__What is expected__.
Reproduce every one of the rows below word for word, leaving out the pictures.

__Data provided__.
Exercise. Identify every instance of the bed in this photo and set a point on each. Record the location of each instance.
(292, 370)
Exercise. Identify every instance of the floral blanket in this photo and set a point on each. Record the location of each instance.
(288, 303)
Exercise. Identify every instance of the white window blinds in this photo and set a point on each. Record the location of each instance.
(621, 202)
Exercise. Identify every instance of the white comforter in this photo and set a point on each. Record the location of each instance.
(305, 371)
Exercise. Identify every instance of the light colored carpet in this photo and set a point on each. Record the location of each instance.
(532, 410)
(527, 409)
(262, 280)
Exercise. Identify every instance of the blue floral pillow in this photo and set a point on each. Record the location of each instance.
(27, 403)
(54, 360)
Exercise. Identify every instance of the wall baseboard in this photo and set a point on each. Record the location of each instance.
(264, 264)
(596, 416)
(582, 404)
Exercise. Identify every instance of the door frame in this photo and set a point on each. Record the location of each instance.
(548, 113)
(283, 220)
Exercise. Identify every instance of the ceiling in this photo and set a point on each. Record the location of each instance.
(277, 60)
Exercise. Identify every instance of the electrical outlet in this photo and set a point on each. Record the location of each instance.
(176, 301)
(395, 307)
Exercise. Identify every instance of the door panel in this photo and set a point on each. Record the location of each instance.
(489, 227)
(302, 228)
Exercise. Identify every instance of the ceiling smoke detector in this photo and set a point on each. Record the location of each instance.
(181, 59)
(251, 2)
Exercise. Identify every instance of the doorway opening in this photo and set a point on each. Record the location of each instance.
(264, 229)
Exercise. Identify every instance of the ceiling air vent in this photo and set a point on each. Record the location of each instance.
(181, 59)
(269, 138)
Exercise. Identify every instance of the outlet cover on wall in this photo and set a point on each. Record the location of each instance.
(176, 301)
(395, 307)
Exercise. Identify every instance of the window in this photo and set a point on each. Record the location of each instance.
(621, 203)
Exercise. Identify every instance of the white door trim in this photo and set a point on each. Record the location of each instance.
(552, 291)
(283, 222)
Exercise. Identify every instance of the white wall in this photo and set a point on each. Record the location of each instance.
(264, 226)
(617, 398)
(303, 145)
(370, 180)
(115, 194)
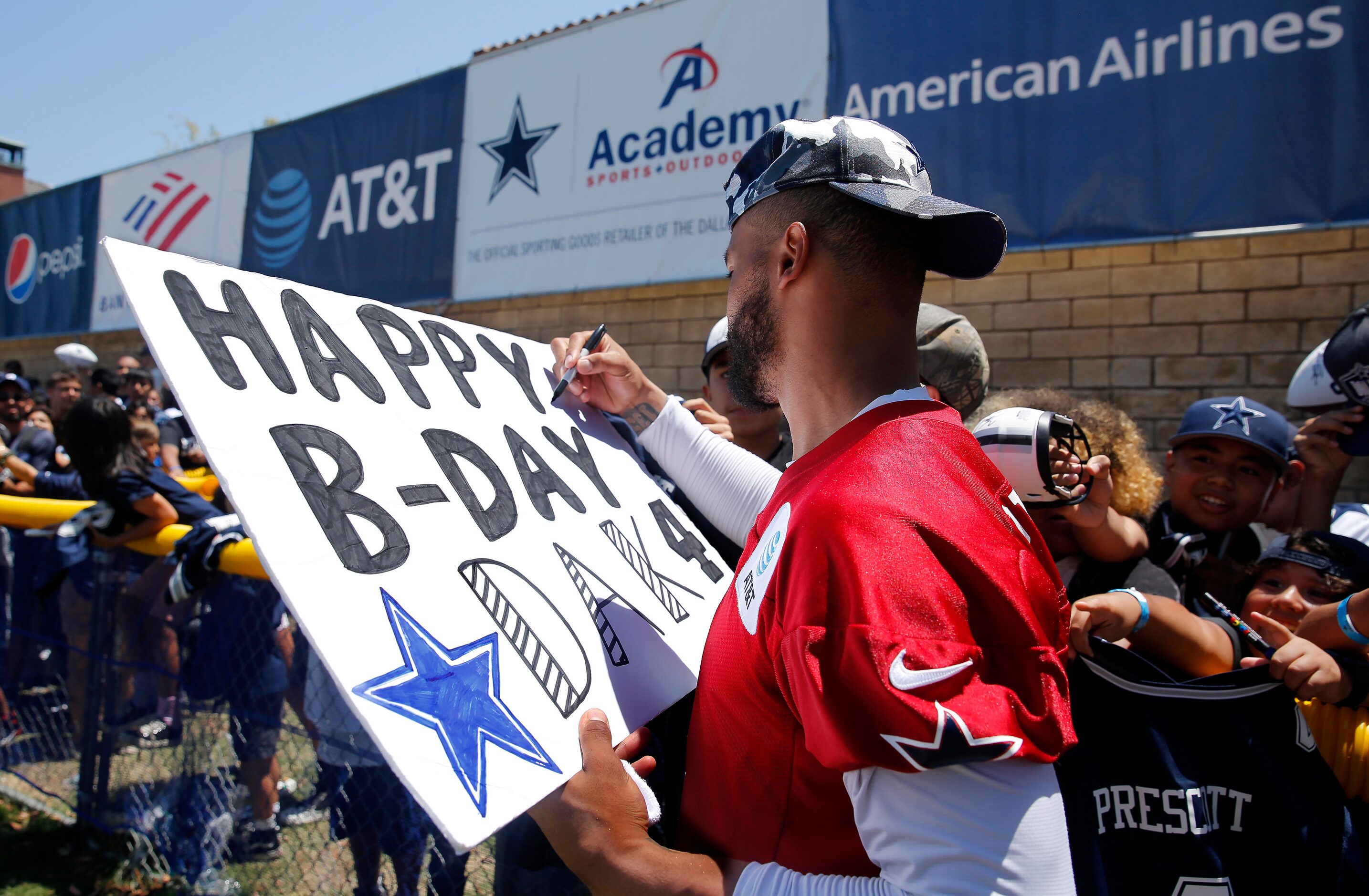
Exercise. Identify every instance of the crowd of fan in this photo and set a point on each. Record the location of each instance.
(1249, 519)
(184, 633)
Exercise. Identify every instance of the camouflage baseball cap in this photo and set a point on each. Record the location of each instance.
(878, 166)
(952, 357)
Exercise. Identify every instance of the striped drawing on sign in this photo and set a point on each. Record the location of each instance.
(536, 654)
(579, 575)
(659, 584)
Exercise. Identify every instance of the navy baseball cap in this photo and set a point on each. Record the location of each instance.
(875, 165)
(1354, 570)
(1346, 359)
(1237, 417)
(14, 378)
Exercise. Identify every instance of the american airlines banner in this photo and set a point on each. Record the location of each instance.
(597, 158)
(1098, 122)
(190, 203)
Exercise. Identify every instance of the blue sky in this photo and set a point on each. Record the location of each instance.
(94, 87)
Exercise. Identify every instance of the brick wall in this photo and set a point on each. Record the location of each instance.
(1157, 326)
(1150, 327)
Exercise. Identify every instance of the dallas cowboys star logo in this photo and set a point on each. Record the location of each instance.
(455, 693)
(514, 151)
(953, 745)
(1235, 412)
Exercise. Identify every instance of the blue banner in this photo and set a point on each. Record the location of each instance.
(1084, 122)
(50, 245)
(362, 199)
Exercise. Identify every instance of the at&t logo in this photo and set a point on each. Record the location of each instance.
(384, 196)
(690, 72)
(25, 267)
(283, 218)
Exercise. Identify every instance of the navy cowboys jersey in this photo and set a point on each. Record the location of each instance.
(1205, 787)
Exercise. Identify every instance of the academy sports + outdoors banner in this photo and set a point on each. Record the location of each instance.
(1100, 122)
(50, 247)
(191, 203)
(362, 198)
(597, 158)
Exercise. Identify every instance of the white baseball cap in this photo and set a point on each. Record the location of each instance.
(1312, 386)
(76, 355)
(716, 343)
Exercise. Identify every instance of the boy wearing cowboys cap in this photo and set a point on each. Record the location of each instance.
(1223, 469)
(882, 690)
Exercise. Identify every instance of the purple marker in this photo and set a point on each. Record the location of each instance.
(1239, 624)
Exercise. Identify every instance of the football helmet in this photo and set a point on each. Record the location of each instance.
(1019, 442)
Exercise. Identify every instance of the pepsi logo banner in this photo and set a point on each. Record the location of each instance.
(475, 565)
(190, 203)
(362, 198)
(597, 158)
(1086, 124)
(48, 244)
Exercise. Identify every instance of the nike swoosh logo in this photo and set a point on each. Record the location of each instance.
(907, 679)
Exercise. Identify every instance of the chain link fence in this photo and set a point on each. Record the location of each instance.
(206, 734)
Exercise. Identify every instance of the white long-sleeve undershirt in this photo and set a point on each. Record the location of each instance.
(727, 483)
(961, 831)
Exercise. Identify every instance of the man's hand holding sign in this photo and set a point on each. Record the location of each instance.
(475, 564)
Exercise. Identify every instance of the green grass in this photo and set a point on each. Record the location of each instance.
(40, 857)
(47, 858)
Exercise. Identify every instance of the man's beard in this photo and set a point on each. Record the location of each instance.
(752, 344)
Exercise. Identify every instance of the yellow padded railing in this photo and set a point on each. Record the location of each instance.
(37, 513)
(1343, 738)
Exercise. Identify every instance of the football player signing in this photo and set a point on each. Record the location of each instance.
(882, 691)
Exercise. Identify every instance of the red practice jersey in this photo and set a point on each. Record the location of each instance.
(895, 608)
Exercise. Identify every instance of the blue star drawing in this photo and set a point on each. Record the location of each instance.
(1235, 412)
(455, 693)
(953, 745)
(514, 151)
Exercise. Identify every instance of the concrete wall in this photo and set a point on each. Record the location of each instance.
(1150, 327)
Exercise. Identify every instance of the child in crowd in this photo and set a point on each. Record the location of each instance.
(113, 469)
(1224, 467)
(147, 434)
(42, 417)
(1291, 578)
(1100, 542)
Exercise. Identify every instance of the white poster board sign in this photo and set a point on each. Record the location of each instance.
(475, 565)
(597, 156)
(191, 203)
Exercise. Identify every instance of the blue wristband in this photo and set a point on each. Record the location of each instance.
(1348, 627)
(1145, 608)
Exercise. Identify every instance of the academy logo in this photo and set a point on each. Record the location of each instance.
(283, 218)
(21, 269)
(514, 151)
(26, 269)
(690, 72)
(166, 208)
(759, 568)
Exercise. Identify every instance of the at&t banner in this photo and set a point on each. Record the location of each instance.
(362, 198)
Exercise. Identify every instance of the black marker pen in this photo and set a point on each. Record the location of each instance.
(570, 373)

__Task solution__.
Exercise. Identify every instance of the bed in this photo and set a point on each. Record the location of each instance.
(292, 370)
Exercise. Identify every instance of the floral blanket in this photo and set a point on each. Record the location of each instance.
(288, 303)
Exercise. Identify every instance of the white window blinds in this photo and set a point on each. Record the location of each instance.
(621, 202)
Exercise. Identify every instance of the white comforter in this photo and set a point on each. Record the location of each instance.
(305, 371)
Exercise. Identify every instance of the light colored carpet in this photo and set a point on each. Record the location of each instance.
(532, 410)
(527, 409)
(262, 280)
Exercise. Identify every instance of the blue floral pillow in this photo and set a point on each. Record the location of each instance.
(27, 403)
(54, 360)
Exercise. Identify every instance of the wall baseboard in this photo and set a point on each. Record the location of each instance.
(264, 264)
(596, 416)
(582, 404)
Exercise. Identify every instance of the door frame in this photo and set a point on each. Record the location of each instance.
(548, 113)
(283, 220)
Exercise. Identify every instance of the ceiling in this photo and set a point on each. Record the location of each instance.
(277, 60)
Exercise. Identify every instance of the electrical outlet in this photo and set a point on each. Record the location of each instance.
(176, 301)
(395, 307)
Exercise. Identify every instance of the door panel in this photo and set a point on each. Record the location of each instance.
(489, 227)
(302, 228)
Exercise. Identify every instance of the ceiling smoke detector in this photo and set a point on each. Record the location of each instance.
(181, 59)
(251, 2)
Exercise. Identify every instance of the doorway opening in this photo and set a point on each. Record the location of each instance.
(264, 229)
Exercise. Identify every instance of the ceiling air vent in this photo and set a point on each. Record the location of each instance.
(181, 59)
(269, 138)
Exercise. Identify every instance of the outlet cover on wall in this photo and set a point on each. Record the location of each instance.
(176, 301)
(395, 307)
Exercise. Identify every instance of the window in this photo and set a point on each. Record the location of each instance.
(621, 203)
Exercise. Identify every instance of the white door trim in this photo and set a point on each. Record the location of each instance.
(552, 291)
(283, 222)
Exercise. Identify every instance of the white wall in this photo and set a point on each. Record the location of each instance.
(264, 226)
(617, 398)
(303, 145)
(370, 180)
(115, 194)
Exercise. Identify every instance of the crowd of fan in this photo and set a point on each. Record the location of each instance.
(1249, 519)
(184, 633)
Exercise. Identify every instance of the camouflage baseball cap in this photo and set a point on each. Record the location of each instance.
(878, 166)
(952, 357)
Exercise. Identify every instance of the striped drawing on sign in this photo and set a point on each. Record the location of each instance.
(536, 654)
(579, 575)
(659, 584)
Exercise. Identify every instance of the navy baseball cap in this photo and set a point on each. Record the location of each instance.
(875, 165)
(1354, 570)
(1346, 359)
(1237, 417)
(14, 378)
Exercise. Identify every instance of the american airlines banner in this photo and set a point on each. Record the location of each instance.
(597, 158)
(1098, 122)
(190, 203)
Exercise. Identify every instance of the blue sky in this photo and set a point on each. Record the location of each instance.
(94, 87)
Exercise. Identify every instance of the brick wall in this photo and set a point on each. Record the location of each instance.
(1157, 326)
(1150, 327)
Exercise. Identify every instance of the dallas cowboys star logo in this photo and set a point on each. Record the location of each instance.
(455, 693)
(514, 151)
(953, 745)
(1235, 412)
Exercise. Identify every instance of the blue banner in this photo and set a point on each. Record the location of each instance.
(1084, 122)
(50, 245)
(362, 199)
Exercise. Identify every instance of the at&t logo in this photo and set a point on each. Record the location of each instance.
(384, 196)
(690, 72)
(25, 267)
(283, 218)
Exercise. Identify every instance of the navy cowboys jersey in this photo and set a point on each. Record the location of each instance.
(1205, 787)
Exercise. Identify every instance of the academy sports + outdoors banner in this photo and set a point on each. Record the location of each instance.
(1100, 122)
(50, 247)
(191, 203)
(362, 198)
(597, 158)
Exercise. Identify every instance of the white baseball cap in this photo and set a point on each. Record the location of each instance.
(1312, 386)
(76, 355)
(716, 343)
Exercise. Identify every instance of the boy wearing cowboys cap in this photo and set a point on each. Record the location of each instance.
(1223, 469)
(882, 690)
Exercise. Identify every instance of the purple marker in this photo and set a point on each. Record the location of each instance.
(1239, 624)
Exercise. Identify every instance of the football helmet in this photo and set a point on each. Record the location of each instance.
(1019, 442)
Exercise. Identify every instance of the pepsi logo banner in this photo and set a point on each. Record the location of each instance.
(475, 565)
(190, 203)
(362, 198)
(597, 158)
(1086, 124)
(48, 244)
Exercise. Identify every instance of the nike swoosh logo in this photo and set a point on each. Record the location of each instance.
(907, 679)
Exercise. Identify every instance of the chain link fence in this photo and set a point on each. Record the location of each instance.
(206, 734)
Exercise. Identify every instance of the white long-sleeve undershirt in this photo and set a point on each. Record the location of each instance.
(727, 483)
(961, 831)
Exercise. Identify every instance of the man's hand holding sign in this photo and set a point on each. Record the location of each instance.
(475, 564)
Exercise. Identify every instance of the green grass in this photo and set a point on each. Record the location of each instance.
(40, 857)
(47, 858)
Exercise. Identify every instance of the man's beard in this photo and set a point on each. Record the location of each instance.
(752, 344)
Exercise. Identify every instance of the yellow padded railing in this photo and set a point on each. Record the location of each instance.
(37, 513)
(1343, 738)
Exercise. Identify every instance of the football player signing in this photo and set a point on each. Record the location of each instance.
(882, 691)
Exercise. Identify every instance of the red practice jersey in this photo and set a point on each. Record the location of each instance.
(895, 608)
Exercise. Identify every instance of the blue star drawing in this photo and set a point on each. Record the location of each instance.
(1235, 412)
(455, 693)
(953, 745)
(514, 151)
Exercise. Identify every instance of the concrete wall in this photo and set a point on each. Record the location of each instance.
(1150, 327)
Exercise. Identify every instance of the child in crowd in this photo and set a point on each. Record the location of each instance.
(113, 469)
(1224, 467)
(147, 434)
(42, 417)
(1291, 578)
(1100, 542)
Exercise. Identify every instance of the white poster board sign in this photo and set a point on each. Record the location of each instance.
(475, 565)
(597, 156)
(191, 203)
Exercise. Identify every instance of the blue wristband in this photo and set a point on each. Record the location of each instance.
(1348, 627)
(1145, 608)
Exercise. Identify every instance of the academy logo in this photo and set a point on each. Record the location of each instance.
(283, 218)
(21, 269)
(514, 151)
(26, 269)
(690, 72)
(166, 208)
(759, 568)
Exercise. Identify every instance of the at&t banner in this photo and set a point on each. Record the location of each instance.
(362, 198)
Exercise. Identify every instance of the black marker pen in this photo and set a point on each. Record the location of each instance.
(570, 373)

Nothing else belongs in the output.